Image object location entries:
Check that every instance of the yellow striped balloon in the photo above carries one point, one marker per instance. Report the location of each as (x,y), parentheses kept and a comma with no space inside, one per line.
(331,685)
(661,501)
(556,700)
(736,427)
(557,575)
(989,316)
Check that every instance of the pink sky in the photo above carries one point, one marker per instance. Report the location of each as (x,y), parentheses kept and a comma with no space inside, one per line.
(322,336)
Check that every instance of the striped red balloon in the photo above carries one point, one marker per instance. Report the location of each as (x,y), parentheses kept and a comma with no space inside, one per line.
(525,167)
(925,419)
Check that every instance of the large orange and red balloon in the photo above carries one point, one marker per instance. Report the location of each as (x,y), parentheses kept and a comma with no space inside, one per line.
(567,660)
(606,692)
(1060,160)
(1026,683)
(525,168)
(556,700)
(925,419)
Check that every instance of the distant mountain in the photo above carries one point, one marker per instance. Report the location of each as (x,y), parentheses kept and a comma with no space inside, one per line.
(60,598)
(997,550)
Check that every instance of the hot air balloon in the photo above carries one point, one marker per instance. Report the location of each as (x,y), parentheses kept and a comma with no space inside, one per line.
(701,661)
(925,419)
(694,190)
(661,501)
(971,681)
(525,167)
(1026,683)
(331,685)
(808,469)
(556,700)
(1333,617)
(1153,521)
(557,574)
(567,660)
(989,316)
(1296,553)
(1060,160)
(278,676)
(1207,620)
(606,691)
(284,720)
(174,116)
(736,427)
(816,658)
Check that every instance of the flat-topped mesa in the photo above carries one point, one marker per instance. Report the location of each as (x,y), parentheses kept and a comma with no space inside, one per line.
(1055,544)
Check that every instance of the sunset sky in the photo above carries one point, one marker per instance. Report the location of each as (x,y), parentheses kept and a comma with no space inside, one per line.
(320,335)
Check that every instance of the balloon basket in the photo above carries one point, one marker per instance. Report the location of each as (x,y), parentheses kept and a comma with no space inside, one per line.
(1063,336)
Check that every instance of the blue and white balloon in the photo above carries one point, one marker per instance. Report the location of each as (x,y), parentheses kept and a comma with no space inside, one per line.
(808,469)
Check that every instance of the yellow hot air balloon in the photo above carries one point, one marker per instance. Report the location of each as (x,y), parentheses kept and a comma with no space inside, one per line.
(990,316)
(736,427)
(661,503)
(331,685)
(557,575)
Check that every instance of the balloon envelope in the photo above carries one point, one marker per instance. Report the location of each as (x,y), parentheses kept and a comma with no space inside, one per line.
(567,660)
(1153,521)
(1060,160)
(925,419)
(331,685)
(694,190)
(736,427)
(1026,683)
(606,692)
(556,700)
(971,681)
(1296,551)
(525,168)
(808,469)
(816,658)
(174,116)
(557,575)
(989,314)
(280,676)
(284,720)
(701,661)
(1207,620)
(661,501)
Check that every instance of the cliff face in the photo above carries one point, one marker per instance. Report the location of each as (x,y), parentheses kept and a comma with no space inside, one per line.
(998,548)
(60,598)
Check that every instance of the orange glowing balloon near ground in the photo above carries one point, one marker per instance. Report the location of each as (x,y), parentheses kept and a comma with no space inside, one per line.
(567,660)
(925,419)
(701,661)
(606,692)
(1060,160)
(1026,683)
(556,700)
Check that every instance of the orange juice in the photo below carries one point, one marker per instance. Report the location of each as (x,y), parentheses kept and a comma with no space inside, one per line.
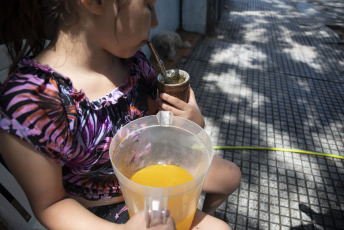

**To be done:** Lay out the rows from the line containing "Check that every instance of the balloon basket" through the last row as a JSON list of strings, one string per line, skipping blank lines and leaving out the pictures.

**Response to this exercise:**
[
  "Check that every instance of the balloon basket in the photo above carries one point, one marker per instance. Report the location of each as (x,y), parentheses kept and a comma with no space inside, one per line.",
  "(1063,336)",
  "Check that every instance of the blue and white balloon in the photo above carries one point, one marker per instance. Report the location of each as (x,y), parentheses kept and a comma with no space inside, one per line.",
  "(808,469)",
  "Check that every instance of the yellow hot air balloon in the photo above carries one point, one marker per instance. Report the location of each as (x,y), parentheses kept and a comma with no space inside, one per line.",
  "(990,316)",
  "(736,427)",
  "(661,503)",
  "(331,685)",
  "(557,575)",
  "Check that every instance of the balloon envelope in the photo above carries one point, one marker per instance. Report the location of each as (x,y), parentheses kept and a comma with no space inside, one per line.",
  "(567,660)",
  "(1153,521)",
  "(1060,160)",
  "(925,419)",
  "(331,685)",
  "(694,190)",
  "(736,427)",
  "(1026,683)",
  "(606,692)",
  "(556,700)",
  "(971,681)",
  "(1296,551)",
  "(525,168)",
  "(808,469)",
  "(816,658)",
  "(174,116)",
  "(557,575)",
  "(989,314)",
  "(280,676)",
  "(284,720)",
  "(701,661)",
  "(1207,620)",
  "(661,501)",
  "Check that every instance of the cliff face in the photo above carries one point, one marker per instance. Report the location of each as (x,y), parentheses kept and a comma with no space inside, one per line.",
  "(998,548)",
  "(60,598)",
  "Check that every instance of the orange glowing balloon near ground in the photo above carries one point, one marker per instance. Report the location of each as (x,y), parentheses kept and a comma with no space inside, one per line.",
  "(567,660)",
  "(925,419)",
  "(701,661)",
  "(606,692)",
  "(1060,160)",
  "(1026,683)",
  "(556,700)",
  "Check that every instance of the orange juice in the photo below carries one point, one marker per instance. Report the location of each as (x,y), parentheses kept and a comma with no space inside, one per line."
]